__PROBLEM TO SOLVE__
Can you write out every line of the entries below word for word, leaving out the pictures?

__MATERIAL TO PROCESS__
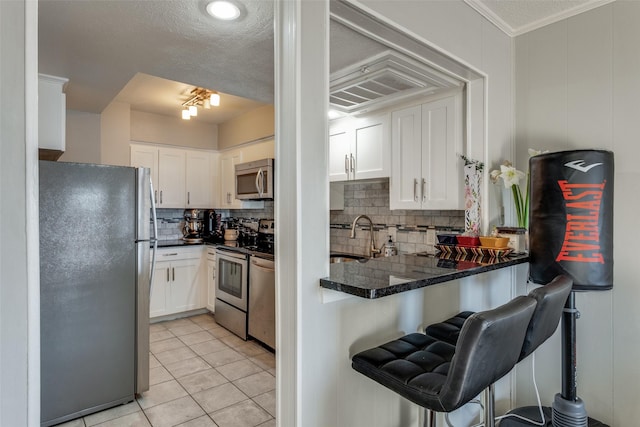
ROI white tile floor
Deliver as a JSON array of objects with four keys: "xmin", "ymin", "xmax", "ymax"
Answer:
[{"xmin": 55, "ymin": 314, "xmax": 276, "ymax": 427}]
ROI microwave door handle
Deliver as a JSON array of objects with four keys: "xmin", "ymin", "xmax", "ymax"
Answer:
[{"xmin": 256, "ymin": 169, "xmax": 264, "ymax": 197}]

__FINAL RESULT__
ROI white tile floor
Deliver as a JSON array of objects with four keys: "xmin", "ymin", "xmax", "ymax"
Answer:
[{"xmin": 55, "ymin": 314, "xmax": 276, "ymax": 427}]
ROI microwave door handle
Deliver as a JSON array of objects with four keys: "xmin", "ymin", "xmax", "ymax"
Answer:
[{"xmin": 256, "ymin": 169, "xmax": 264, "ymax": 197}]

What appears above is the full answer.